▸ **Document text**

[Start of section]

Keep smiling with a conventional fixed partial denture (bridge)

A fixed partial denture (FPD), also known as a bridge, is used to replace missing teeth. An artificial  tooth on a FPD is permanently attached to adjacent teeth. It is like a ‘bridge’ and the natural teeth act as ‘pillars’ to support it.

Conventional fixed partial dentures have one or more artificial teeth and are held in place by natural teeth on either one or both sides; the natural teeth are prepared and capped with crowns and attached to the replacement tooth or teeth.

Conventional Fixed Partial Denture

When/why should you choose this option?

  • One or more missing teeth needs to be replaced in a certain location.
  • You would like a fixed replacement for your missing teeth as opposed to a removable option.
  • It can be used to replace teeth at the front (incisors and canines) or back of the mouth  (premolars and molars).
  • You have enough strong teeth with good bone support for the artificial teeth to connect to; your dentist will call these abutments or abutment teeth. Otherwise, the FPD will be at risk of becoming loose after a while. 
  • A major advantage is that it can provide a natural-appearing result with less bulk and more comfort than a removable option.

What do you need to be aware of?

  • The natural supporting teeth or abutments will need to be cut and filed into shape.
  • A cantilever design may help preserve more of your natural teeth because they are only fixed to one side. This design can be used to replace a single tooth if the supporting tooth is sound.
  • When an abutment tooth is prepared for a crown, there is the risk of causing injury to its nerves and blood vessels, or it can become damaged over time. When this happens, the abutment tooth may need root canal treatment; therefore, the bridge may be damaged in the process. A  root canal treated abutment may become a weak tooth, especially as an abutment for another new bridge, with the risk of root fracture in the future.
  • It can be more difficult to keep the FPD plaque free, putting the restored abutment teeth at greater risk of caries and gum disease. Extra care to clean the bridge is necessary to avoid this. The tooth-coloured material on the bridge may chip.
  • Natural teeth change colour with age, which can make them look different from the bridge over time.

What will you need to do to improve your chance of long-term success?

  • Good oral hygiene is essential to help prevent problems. Brush your teeth twice a day with a toothpaste containing at least 1,100 ppm fluoride if your risk of dental caries is low.

[End of section]

▸ **Questions on the material**
1/ In the dental bridge text, what will your dentist call the strong teeth that the artificial teeth connect to?
2/ Carry on the dental bridge text from the point where it stops.

[Extracted data entries]
[Start of section]

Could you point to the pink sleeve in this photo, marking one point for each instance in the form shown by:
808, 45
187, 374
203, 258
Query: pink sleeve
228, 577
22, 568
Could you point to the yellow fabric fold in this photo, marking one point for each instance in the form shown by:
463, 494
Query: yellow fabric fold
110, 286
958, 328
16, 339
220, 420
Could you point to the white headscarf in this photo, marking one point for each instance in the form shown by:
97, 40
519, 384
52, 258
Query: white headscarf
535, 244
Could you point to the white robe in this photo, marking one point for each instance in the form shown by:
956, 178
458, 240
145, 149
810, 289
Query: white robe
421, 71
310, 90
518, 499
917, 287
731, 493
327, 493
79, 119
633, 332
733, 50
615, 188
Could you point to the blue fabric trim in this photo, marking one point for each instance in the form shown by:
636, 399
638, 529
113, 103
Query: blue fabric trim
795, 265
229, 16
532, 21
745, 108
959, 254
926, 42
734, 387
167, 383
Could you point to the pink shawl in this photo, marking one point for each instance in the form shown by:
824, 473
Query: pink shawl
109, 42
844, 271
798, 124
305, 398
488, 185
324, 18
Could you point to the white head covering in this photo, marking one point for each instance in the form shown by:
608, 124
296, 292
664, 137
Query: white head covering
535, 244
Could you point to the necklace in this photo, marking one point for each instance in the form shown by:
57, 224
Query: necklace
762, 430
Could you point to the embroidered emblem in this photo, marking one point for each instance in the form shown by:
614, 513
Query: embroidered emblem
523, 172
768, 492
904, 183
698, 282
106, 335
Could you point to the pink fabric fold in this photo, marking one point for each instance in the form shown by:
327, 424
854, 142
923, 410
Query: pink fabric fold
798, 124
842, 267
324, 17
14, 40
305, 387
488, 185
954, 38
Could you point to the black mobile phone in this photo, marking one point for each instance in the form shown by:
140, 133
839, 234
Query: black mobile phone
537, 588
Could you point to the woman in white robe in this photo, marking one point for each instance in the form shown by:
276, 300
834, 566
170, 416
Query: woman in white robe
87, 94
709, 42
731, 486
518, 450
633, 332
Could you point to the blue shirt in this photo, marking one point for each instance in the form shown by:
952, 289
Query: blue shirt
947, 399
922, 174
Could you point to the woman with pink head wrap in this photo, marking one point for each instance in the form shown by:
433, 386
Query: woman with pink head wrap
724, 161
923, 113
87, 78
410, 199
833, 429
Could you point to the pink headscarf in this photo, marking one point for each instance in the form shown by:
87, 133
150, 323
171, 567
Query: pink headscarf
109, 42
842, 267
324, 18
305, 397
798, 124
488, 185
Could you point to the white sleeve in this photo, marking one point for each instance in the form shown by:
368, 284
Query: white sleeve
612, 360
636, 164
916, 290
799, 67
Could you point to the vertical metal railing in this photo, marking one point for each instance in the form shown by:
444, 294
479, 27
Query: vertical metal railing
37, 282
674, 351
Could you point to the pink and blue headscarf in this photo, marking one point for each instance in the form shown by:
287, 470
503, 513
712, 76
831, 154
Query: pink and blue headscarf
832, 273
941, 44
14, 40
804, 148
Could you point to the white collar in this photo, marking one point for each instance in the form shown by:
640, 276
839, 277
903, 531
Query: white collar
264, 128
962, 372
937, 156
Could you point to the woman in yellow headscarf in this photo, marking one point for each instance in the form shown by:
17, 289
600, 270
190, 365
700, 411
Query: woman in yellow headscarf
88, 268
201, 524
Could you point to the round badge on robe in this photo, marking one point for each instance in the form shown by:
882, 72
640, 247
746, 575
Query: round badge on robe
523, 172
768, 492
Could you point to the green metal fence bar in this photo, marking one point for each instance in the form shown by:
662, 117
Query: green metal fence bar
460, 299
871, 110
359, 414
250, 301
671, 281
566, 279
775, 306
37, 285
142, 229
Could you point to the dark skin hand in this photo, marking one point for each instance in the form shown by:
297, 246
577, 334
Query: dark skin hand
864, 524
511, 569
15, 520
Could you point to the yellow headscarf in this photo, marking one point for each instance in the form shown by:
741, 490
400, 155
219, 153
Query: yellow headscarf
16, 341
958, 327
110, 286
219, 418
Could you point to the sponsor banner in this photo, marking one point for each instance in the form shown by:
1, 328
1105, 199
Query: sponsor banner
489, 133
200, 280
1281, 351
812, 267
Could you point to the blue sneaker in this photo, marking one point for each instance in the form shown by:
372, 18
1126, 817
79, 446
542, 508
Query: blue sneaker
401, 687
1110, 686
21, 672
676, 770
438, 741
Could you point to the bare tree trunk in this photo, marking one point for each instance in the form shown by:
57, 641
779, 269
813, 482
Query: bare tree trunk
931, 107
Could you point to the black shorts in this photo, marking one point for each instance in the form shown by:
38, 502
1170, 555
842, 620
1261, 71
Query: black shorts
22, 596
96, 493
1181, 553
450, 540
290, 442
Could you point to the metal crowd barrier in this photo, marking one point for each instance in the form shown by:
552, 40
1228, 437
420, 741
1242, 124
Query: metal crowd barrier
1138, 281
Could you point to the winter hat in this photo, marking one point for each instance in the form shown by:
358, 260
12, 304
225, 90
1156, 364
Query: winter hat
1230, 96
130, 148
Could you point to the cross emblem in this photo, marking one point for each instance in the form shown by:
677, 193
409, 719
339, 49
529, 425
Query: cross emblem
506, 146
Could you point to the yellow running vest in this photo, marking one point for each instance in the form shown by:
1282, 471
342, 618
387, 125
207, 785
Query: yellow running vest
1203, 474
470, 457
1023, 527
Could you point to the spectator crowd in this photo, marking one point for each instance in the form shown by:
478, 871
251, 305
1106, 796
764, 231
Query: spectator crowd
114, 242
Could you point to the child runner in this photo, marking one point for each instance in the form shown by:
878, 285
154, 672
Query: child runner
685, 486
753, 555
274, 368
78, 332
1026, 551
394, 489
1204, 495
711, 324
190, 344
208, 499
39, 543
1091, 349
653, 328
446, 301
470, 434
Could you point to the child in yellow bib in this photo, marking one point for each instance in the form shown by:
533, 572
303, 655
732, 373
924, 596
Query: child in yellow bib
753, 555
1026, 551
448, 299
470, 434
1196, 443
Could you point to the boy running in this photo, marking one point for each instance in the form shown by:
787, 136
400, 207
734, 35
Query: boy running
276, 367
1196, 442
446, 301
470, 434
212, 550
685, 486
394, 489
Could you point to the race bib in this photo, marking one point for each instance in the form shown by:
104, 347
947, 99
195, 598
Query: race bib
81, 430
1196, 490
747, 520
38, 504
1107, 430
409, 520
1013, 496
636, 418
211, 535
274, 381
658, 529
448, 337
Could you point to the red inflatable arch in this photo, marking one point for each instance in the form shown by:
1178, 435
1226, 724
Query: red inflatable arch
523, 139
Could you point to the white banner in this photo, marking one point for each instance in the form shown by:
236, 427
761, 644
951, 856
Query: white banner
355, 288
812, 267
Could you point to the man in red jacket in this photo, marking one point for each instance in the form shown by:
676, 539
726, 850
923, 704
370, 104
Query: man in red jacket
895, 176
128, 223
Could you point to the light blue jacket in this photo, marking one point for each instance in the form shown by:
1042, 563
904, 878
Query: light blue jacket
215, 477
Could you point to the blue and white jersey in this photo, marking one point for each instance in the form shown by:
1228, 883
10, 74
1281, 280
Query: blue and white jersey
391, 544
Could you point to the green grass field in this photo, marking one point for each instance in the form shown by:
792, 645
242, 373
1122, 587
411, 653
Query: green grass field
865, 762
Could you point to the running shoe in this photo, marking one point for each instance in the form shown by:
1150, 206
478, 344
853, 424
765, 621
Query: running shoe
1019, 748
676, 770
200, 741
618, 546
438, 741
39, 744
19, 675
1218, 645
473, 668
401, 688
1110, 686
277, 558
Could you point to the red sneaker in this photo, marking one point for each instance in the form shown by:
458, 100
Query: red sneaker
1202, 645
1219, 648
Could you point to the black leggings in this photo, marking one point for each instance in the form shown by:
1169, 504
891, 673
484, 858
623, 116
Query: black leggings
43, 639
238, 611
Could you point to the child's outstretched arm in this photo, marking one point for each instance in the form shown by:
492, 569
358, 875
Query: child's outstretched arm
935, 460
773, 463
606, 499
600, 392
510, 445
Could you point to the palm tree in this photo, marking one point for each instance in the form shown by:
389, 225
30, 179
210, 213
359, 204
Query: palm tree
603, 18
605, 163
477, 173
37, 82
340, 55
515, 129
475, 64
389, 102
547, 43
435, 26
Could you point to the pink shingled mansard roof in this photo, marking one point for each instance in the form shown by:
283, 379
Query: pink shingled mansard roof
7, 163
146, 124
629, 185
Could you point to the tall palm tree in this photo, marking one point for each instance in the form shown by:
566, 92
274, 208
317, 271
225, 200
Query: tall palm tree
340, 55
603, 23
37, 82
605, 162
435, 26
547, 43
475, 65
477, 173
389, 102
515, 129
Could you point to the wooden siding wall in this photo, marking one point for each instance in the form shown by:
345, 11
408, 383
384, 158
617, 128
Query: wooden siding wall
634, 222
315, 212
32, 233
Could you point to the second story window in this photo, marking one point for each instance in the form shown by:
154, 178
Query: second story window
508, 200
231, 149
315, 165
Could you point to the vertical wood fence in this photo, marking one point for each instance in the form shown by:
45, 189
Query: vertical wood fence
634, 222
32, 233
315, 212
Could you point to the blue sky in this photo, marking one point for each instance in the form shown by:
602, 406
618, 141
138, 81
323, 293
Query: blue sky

[End of section]

▸ **Expected results**
1/ Abutments, or abutment teeth.

2/
  • You also have to clean under the false tooth every day and between your teeth. This will be more difficult around the FPD as the artificial tooth is fixed to the teeth next to it. Ask your dentist about special flossing or brushing tools to make it easier.
  • Eat a well-balanced diet that is low in sugar. 
  • Your dentist will assess your risk and need for periodic review. This might be between 3-12 months depending on his/her recommendation.

What if there are problems?

  • There may be different solutions available, according to your individual situation and problem. For example:
    • if you develop caries and gum disease, your dentist may remove the caries around the FPD and work with you to improve your oral hygiene;
    • if you lose an abutment tooth, the FPD will fail; it may, however, be possible to replace it with a new one;
    • if there are fractures to the tooth-coloured surface, your dentist may be able to repair it;
    • if there is a mismatch in colour between your natural and restored teeth, whitening the natural teeth may be the easiest solution if your natural teeth respond to whitening.
  • You and your dentist can agree on the best plan of care for you.

What other factors do we need to consider?

  • Invasiveness of procedure: It is invasive. The supporting natural teeth are cut and shaped to prepare them for the crowns, which means some of the original, healthy tooth structure is removed.
  • Treatment fees: The cost will vary depending on the size and type of FPD.

How does this option affect you?

Conventional FPDs have proven to provide a stable, reliable, and functional means of restoring missing teeth when it is performed properly. They look and feel natural which may benefit your quality of life.